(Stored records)
————

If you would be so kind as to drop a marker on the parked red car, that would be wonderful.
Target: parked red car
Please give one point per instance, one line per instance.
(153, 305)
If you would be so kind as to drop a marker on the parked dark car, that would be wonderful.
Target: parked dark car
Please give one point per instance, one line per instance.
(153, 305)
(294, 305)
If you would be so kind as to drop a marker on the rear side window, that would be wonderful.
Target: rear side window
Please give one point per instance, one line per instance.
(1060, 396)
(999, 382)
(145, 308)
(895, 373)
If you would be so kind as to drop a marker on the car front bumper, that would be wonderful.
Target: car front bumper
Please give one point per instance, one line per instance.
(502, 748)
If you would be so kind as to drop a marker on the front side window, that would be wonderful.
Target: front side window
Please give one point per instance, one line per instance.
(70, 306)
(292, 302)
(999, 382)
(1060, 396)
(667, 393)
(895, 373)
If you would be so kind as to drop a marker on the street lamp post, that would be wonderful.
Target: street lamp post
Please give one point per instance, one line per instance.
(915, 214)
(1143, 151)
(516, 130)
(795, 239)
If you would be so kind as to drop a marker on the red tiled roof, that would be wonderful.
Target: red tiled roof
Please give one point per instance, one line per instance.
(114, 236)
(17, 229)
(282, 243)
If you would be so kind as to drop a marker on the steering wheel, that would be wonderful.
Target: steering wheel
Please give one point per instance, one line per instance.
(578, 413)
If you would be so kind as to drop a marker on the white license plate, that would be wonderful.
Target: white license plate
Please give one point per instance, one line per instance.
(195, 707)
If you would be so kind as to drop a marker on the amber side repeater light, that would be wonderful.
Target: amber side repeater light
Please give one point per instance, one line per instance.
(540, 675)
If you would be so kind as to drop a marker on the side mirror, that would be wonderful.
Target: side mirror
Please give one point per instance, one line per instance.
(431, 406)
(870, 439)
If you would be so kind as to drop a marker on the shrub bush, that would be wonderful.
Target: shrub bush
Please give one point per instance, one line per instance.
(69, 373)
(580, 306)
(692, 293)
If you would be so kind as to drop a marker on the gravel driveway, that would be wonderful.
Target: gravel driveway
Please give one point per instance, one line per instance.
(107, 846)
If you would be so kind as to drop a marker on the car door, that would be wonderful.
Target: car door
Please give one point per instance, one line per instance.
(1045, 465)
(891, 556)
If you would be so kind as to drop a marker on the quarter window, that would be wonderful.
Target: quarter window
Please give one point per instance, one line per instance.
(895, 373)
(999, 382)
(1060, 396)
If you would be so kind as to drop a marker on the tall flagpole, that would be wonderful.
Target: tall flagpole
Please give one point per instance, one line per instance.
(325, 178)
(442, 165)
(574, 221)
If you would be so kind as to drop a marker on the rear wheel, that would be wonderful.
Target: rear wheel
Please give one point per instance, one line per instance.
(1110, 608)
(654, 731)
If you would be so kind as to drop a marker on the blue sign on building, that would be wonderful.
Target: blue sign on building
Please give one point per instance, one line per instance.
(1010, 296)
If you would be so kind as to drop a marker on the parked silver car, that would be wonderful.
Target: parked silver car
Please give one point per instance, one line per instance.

————

> _GIVEN TASK_: The required output is the exact sequence of lines from the one containing "driveway, that would be wonderful." through the end of the listing, both endpoints included.

> _OUTPUT OF THE TASK_:
If you would be so kind as to drop a marker on the gravel driveway, that would be wonderful.
Target: gravel driveway
Please give one point per instance, one line per instance.
(107, 846)
If you would be so kind as to drop a marker on the car door, that would be wonderful.
Target: car door
Please give one point per instance, one line per instance.
(1045, 465)
(891, 556)
If you would be so kind as to drop a marker on the quarter window, that would be wonderful.
Target: quarter window
Please give one point per instance, one line per instance.
(895, 373)
(999, 382)
(1060, 396)
If you would be so kind as to drop a marker on the tall flagpole, that would be wonderful.
Target: tall flagpole
Please give one point per instance, one line per instance.
(325, 178)
(442, 165)
(574, 221)
If you would be so kind as to drop a marker on the rear wheel, that would be wonderful.
Target: rear wheel
Please give one point per instance, one line per instance.
(1110, 608)
(654, 731)
If you would be so kind as to drop a marker on the blue sign on building, that would be wonderful.
Target: blue sign on building
Please give one point per instance, one line per instance.
(1010, 296)
If you would be so kind as to drop a marker on the parked silver car, that would be wonderful.
Target: parked silver car
Please give one point per instance, one line per instance.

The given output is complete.